Saved entries

• • • • • • •

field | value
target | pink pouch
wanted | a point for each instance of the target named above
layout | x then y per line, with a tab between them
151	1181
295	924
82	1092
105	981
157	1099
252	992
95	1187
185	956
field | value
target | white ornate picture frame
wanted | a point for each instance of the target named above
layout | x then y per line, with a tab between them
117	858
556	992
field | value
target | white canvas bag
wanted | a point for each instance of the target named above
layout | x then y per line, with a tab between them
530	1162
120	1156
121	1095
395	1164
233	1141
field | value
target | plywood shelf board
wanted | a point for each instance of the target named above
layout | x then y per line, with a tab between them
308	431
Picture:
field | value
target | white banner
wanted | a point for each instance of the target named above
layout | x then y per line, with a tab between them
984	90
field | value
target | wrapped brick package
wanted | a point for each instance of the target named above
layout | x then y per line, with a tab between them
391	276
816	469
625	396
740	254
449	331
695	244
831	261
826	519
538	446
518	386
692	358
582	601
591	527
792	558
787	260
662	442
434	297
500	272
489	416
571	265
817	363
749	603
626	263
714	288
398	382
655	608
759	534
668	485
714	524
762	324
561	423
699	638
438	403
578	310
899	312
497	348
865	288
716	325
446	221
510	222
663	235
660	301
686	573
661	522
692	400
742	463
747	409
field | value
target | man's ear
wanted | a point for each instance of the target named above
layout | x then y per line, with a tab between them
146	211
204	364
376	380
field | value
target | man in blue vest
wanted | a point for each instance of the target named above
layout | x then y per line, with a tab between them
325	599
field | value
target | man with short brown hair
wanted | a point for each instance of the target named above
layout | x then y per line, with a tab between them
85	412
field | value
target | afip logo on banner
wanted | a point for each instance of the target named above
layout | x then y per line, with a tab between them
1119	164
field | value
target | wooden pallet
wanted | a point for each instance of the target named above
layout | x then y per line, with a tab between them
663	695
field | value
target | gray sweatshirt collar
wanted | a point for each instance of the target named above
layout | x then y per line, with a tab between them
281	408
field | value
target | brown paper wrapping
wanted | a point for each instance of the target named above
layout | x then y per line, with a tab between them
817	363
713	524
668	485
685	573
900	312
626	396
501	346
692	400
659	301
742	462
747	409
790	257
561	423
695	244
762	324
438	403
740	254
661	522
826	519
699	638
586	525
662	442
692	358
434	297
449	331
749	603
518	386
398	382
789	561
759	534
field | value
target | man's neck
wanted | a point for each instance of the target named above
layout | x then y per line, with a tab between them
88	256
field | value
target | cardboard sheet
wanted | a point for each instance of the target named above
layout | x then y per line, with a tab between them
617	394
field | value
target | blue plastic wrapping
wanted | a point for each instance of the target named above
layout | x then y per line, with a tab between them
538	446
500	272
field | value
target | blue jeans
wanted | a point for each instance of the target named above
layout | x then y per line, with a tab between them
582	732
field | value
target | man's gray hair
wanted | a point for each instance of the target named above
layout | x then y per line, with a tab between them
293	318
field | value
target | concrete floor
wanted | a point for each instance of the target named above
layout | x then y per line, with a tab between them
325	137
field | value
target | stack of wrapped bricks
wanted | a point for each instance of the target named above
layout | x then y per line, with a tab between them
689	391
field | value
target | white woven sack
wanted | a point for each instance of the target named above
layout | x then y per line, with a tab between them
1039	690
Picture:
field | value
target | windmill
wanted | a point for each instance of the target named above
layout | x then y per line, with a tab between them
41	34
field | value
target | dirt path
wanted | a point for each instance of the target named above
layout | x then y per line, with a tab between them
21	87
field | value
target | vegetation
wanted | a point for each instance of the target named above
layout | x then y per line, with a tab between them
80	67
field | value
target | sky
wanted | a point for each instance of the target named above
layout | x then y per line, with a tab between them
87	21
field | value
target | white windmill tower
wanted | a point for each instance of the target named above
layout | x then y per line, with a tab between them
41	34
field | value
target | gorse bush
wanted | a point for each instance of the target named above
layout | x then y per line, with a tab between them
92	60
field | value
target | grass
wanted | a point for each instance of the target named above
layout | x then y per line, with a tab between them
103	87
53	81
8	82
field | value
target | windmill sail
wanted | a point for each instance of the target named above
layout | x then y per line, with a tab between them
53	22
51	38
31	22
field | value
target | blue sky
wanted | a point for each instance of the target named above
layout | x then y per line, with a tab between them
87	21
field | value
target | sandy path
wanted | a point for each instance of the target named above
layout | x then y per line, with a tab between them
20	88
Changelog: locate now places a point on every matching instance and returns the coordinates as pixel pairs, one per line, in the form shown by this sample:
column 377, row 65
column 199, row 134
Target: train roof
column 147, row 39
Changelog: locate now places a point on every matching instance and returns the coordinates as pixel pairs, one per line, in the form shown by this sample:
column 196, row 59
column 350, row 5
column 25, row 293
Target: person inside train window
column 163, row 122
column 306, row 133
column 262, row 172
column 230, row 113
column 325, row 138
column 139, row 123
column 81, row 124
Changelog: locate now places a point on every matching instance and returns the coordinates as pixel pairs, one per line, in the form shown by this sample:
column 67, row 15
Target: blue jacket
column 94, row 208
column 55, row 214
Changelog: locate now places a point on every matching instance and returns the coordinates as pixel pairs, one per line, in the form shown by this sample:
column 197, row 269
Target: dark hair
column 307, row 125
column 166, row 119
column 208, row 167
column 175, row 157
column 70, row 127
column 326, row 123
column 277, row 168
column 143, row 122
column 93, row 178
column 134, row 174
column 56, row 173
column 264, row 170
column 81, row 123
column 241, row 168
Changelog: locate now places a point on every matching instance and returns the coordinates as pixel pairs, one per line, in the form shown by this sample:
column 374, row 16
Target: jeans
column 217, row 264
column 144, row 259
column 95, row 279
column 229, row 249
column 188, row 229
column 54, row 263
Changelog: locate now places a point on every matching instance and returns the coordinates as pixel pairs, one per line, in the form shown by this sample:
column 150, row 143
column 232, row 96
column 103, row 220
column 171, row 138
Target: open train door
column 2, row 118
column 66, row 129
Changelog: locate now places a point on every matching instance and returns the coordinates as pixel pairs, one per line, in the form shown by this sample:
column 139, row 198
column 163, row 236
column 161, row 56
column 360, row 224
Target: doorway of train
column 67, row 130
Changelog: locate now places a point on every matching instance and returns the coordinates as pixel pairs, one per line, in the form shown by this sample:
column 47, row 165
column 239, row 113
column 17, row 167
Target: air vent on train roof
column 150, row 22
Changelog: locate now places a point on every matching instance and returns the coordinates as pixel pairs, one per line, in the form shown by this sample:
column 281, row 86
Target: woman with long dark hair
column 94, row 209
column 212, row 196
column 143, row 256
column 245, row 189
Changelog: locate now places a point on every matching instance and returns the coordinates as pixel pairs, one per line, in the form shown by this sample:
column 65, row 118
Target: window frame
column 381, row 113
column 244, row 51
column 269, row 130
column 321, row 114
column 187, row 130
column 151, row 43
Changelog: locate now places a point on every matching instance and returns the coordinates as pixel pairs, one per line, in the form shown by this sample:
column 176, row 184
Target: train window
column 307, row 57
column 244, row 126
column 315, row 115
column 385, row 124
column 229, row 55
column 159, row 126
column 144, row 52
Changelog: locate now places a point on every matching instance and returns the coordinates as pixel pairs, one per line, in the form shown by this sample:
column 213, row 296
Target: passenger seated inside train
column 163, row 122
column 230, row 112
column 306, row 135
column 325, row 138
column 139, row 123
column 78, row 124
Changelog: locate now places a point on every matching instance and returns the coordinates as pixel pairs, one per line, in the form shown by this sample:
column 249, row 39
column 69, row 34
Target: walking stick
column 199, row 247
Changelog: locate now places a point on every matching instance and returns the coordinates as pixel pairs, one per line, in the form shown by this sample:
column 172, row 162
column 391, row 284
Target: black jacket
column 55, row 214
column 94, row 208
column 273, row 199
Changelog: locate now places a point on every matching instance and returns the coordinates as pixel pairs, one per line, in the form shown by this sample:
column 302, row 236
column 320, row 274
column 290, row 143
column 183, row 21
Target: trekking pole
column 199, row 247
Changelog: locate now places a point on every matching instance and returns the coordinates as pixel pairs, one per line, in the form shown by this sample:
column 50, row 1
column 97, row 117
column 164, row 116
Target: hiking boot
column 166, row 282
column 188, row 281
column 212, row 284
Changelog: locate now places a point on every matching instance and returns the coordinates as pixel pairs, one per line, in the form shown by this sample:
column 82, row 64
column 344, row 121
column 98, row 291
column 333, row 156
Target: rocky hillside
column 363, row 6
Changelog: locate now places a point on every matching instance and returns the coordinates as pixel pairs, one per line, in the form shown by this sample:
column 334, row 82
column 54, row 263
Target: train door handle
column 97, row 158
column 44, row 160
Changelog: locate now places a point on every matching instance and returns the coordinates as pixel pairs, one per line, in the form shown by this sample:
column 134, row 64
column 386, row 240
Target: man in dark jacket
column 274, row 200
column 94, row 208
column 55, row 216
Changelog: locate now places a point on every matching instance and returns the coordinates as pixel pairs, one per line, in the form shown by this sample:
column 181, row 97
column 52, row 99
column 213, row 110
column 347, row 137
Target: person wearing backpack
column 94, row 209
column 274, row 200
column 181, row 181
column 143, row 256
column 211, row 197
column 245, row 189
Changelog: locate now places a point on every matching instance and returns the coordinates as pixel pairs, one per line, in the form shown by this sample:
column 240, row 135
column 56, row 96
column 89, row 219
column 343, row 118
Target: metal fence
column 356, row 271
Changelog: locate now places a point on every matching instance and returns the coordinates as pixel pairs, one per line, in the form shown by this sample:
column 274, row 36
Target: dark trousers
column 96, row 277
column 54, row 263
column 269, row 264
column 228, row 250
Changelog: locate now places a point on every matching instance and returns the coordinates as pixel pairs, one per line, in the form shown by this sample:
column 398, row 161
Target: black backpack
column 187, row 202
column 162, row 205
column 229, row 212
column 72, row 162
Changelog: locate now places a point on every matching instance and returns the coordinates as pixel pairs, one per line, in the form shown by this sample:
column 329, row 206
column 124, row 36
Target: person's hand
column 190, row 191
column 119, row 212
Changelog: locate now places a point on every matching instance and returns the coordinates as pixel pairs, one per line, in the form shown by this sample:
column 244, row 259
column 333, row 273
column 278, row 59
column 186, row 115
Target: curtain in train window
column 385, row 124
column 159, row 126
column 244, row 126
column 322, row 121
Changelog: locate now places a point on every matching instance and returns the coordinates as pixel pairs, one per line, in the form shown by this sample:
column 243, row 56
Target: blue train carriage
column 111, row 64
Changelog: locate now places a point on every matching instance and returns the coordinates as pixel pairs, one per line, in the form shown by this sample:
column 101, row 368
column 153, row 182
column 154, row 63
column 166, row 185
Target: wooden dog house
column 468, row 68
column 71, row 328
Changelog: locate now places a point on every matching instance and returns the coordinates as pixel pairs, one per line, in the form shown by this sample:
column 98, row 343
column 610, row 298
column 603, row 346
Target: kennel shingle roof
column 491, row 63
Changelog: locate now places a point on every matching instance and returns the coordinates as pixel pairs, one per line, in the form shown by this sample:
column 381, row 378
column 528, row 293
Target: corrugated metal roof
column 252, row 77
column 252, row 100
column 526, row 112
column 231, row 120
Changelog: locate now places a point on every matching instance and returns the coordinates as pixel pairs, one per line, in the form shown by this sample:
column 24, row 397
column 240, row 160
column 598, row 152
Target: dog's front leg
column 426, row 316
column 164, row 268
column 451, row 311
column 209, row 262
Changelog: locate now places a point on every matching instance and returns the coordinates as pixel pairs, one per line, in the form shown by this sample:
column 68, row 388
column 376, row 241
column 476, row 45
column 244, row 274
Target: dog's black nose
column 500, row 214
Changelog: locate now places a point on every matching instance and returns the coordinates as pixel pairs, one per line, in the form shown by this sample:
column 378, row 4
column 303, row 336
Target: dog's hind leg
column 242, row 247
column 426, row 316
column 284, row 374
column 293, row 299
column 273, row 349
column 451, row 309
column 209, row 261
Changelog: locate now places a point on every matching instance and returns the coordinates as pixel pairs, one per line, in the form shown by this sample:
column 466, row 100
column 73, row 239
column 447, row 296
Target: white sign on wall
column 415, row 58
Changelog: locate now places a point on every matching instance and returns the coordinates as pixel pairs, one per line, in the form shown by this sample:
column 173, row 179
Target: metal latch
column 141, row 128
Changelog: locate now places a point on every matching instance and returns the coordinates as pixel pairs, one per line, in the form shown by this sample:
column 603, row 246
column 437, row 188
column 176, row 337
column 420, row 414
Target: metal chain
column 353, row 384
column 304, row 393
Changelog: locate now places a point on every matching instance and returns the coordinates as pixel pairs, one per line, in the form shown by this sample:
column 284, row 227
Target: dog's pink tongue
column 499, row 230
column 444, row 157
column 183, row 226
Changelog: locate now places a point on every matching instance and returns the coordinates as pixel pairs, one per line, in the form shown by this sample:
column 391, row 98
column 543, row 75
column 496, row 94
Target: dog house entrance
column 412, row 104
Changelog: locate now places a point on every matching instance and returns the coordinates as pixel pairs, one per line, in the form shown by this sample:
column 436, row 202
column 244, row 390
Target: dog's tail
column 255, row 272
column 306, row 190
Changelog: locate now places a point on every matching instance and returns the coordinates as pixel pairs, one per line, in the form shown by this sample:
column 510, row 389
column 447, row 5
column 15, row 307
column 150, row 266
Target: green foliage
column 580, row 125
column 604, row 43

• • • • • • •

■ Exercise
Say, as a bare number, how many lines in the entries above include the string "wrapped".

■ Expected output
2